* **Work request**
The reply should consist of the full listing, repeated word for word.

#####

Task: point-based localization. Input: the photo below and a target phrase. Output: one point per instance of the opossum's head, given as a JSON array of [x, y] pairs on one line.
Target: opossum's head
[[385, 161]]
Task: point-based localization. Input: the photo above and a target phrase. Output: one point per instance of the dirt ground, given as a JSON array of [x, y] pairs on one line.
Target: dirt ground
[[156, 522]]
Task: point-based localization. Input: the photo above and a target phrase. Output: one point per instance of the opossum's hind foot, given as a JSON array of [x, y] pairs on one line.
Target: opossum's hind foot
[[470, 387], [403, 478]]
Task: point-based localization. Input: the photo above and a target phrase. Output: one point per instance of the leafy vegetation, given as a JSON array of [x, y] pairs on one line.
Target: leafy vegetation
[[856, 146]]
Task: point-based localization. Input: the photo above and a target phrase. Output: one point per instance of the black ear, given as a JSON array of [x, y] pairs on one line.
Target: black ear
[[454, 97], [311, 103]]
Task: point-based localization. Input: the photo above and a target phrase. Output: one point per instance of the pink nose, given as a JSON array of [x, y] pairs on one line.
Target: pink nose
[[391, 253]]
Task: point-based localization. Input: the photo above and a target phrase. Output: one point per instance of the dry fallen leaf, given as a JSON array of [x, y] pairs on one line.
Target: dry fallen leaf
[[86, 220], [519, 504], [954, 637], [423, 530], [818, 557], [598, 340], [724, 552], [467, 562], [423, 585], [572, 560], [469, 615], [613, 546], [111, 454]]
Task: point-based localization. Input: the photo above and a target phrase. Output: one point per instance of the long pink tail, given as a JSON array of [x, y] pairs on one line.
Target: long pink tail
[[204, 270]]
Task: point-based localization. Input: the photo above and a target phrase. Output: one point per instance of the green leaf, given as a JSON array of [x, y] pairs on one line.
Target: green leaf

#####

* **Expected output**
Task: point-based localization. Input: the photo below and a target phrase. Output: one point per instance of the opossum's head, given as a JSON array of [x, y] pairs on one line.
Target: opossum's head
[[385, 161]]
Task: point-based localization. Input: the photo above and a target phrase. Output: one point per instance of the dirt ground, given as a JSON array of [x, y] pairs on one line.
Target: dirt ground
[[156, 522]]
Task: point-based localization. Input: the photo above and a target phrase. Output: one point per instance of the opossum's hind foot, given as a JSON array of [x, y] pairs on one line.
Target: opossum's hind foot
[[470, 387], [403, 478]]
Task: point-based localization. Input: the photo above and a target phrase. Output: one point per instance of the leafy vegetation, given as a JSON array of [x, y] pairs on one line.
Target: leafy vegetation
[[856, 146]]
Task: point-based localization. Input: the photo above and a target phrase. Output: one point per instance of the black ear, given as a JSON array of [x, y] pairs on one line.
Target: black ear
[[454, 97], [311, 103]]
Task: point-based localization. Input: the photo above and a target phrase. Output: one point per instance of the pink nose, given as a JSON array of [x, y] pairs on one line.
Target: pink nose
[[391, 253]]
Task: point-based localization. Input: the photo above and a target phrase. Output: one point per instance of the dry fallen leaf, given as a JSON array of [x, y] pairs on one line.
Target: dry fallen leaf
[[86, 220], [519, 504], [954, 637], [423, 530], [818, 557], [598, 340], [724, 552], [467, 562], [423, 585], [572, 560], [469, 615], [613, 546], [111, 454]]
Task: point-based localization. Input: the photo above and a target phrase. Output: one point per instance of the long pink tail, given as a JSON array of [x, y] pairs on one line.
Target: long pink tail
[[204, 270]]
Task: point-based localization. Input: the photo above and a target phrase. Output: one point per instance of the green leaf, given as a JSON array of [x, y] pairs on one line.
Target: green leaf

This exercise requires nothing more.